Reproduce everything in the listing below from the line containing "Please annotate the white" down to the end of the listing, unchanged.

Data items
*****

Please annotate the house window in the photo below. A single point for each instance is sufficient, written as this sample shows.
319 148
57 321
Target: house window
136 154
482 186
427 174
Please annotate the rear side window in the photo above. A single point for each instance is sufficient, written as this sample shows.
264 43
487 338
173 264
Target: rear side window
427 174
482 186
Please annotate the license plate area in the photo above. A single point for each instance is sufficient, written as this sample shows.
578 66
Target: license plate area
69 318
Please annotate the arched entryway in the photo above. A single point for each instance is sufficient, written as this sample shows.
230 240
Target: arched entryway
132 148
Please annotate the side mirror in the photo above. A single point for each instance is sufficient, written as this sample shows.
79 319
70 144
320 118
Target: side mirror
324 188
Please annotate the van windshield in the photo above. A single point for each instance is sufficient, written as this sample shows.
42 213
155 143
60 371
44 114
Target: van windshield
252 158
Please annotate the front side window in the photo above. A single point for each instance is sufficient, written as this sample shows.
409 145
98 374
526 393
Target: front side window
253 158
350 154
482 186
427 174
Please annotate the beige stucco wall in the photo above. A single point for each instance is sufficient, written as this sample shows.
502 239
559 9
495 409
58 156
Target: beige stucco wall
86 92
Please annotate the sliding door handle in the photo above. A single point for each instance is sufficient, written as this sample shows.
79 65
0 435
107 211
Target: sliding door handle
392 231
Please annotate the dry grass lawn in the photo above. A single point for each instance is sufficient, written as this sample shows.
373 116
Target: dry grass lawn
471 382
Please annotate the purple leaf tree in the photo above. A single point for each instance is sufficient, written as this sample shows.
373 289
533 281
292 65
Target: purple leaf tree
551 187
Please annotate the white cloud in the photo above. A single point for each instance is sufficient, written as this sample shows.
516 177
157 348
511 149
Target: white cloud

*****

EXERCISE SOLUTION ::
Please annotate the white cloud in the photo above. A single point for each instance is sufficient, written as this sample shows.
516 177
157 348
511 149
Target: white cloud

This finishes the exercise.